### REQUIREMENT
Look for the line containing "Expected: a point placed on each instance of the potted" in the listing below. Retype that line and every subsequent line through the last one, and only those.

### DATA PROVIDED
§

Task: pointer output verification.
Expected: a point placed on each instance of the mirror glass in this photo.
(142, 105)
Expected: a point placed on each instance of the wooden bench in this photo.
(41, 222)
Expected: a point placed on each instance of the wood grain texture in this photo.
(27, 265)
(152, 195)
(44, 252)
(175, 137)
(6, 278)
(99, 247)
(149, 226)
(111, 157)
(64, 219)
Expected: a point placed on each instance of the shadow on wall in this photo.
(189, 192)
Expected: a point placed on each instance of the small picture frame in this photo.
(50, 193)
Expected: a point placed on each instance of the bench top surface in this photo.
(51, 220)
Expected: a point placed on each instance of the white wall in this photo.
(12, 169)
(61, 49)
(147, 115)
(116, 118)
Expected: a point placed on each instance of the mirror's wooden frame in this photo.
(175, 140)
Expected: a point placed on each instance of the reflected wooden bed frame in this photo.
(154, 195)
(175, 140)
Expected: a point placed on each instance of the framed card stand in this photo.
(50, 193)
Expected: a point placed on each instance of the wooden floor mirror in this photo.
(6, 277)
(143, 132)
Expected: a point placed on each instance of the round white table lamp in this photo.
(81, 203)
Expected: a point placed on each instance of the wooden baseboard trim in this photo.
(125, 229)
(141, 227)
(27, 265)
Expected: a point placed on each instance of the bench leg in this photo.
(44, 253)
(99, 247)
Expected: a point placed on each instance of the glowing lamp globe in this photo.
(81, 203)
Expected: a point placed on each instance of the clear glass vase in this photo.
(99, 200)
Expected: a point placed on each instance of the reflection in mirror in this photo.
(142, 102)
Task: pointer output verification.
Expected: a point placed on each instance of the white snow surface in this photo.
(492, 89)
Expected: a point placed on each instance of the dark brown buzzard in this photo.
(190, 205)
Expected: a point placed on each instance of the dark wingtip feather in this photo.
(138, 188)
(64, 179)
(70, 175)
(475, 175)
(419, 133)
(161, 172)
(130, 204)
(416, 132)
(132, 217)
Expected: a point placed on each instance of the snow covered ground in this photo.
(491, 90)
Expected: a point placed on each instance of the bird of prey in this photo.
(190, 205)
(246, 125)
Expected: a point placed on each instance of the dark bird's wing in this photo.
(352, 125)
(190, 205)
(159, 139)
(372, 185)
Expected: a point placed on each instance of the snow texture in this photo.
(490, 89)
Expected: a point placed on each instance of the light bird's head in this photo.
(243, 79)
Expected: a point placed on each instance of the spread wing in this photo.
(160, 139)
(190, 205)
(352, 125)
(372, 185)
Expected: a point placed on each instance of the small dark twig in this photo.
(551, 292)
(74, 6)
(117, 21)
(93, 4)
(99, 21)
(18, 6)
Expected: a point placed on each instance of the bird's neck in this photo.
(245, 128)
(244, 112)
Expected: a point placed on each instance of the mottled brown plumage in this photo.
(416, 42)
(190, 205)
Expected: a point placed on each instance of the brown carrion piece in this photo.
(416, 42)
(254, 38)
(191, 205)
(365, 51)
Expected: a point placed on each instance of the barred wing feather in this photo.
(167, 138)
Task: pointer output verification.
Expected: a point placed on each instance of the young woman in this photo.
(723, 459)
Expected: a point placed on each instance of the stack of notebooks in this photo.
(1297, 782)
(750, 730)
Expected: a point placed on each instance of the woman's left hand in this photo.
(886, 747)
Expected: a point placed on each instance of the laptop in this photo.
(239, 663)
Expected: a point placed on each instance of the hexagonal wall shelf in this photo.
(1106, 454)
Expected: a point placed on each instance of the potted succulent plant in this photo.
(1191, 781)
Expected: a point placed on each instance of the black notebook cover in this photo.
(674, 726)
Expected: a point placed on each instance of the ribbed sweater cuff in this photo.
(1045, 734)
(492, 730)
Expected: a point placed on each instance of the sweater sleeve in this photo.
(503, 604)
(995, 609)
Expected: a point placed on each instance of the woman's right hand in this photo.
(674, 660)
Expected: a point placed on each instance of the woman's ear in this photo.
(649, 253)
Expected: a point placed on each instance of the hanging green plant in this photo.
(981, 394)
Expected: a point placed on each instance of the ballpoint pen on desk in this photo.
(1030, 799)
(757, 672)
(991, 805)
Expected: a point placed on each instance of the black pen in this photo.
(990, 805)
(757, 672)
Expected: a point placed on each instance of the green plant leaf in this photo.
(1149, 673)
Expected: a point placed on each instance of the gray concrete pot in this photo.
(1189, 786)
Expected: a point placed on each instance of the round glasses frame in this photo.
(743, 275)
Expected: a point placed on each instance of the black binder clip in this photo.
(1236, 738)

§

### CORRECT OUTPUT
Expected: a point placed on each instance of the potted succulent plant in this photo.
(1191, 781)
Expected: a point placed on each instance of the black notebook cover in this photo.
(674, 726)
Expected: a point placed on each instance of the ribbed sweater cuff in this photo.
(1045, 734)
(492, 730)
Expected: a point placed on each instance of the sweater sleeve in this photo.
(503, 604)
(995, 609)
Expected: a point placed on each instance of the woman's right hand in this photo.
(674, 660)
Expected: a point placed on each instance of the woman's ear in this photo.
(649, 253)
Expected: a point placed on each instance of the hanging green plant in this photo.
(981, 394)
Expected: a point placed on each instance of the ballpoint pen on desk in this photo.
(1030, 799)
(757, 672)
(991, 805)
Expected: a point placed on each instance of the black pen in this photo.
(990, 805)
(757, 672)
Expected: a point placed on each instance of the green plant leaf in this photo.
(1149, 673)
Expected: a point placed on each instance of the gray concrete pot in this photo.
(1189, 786)
Expected: a point placed on each instance of the round glasses frame in this photo.
(743, 275)
Expected: a point placed on each instance of the black binder clip in this photo.
(1236, 738)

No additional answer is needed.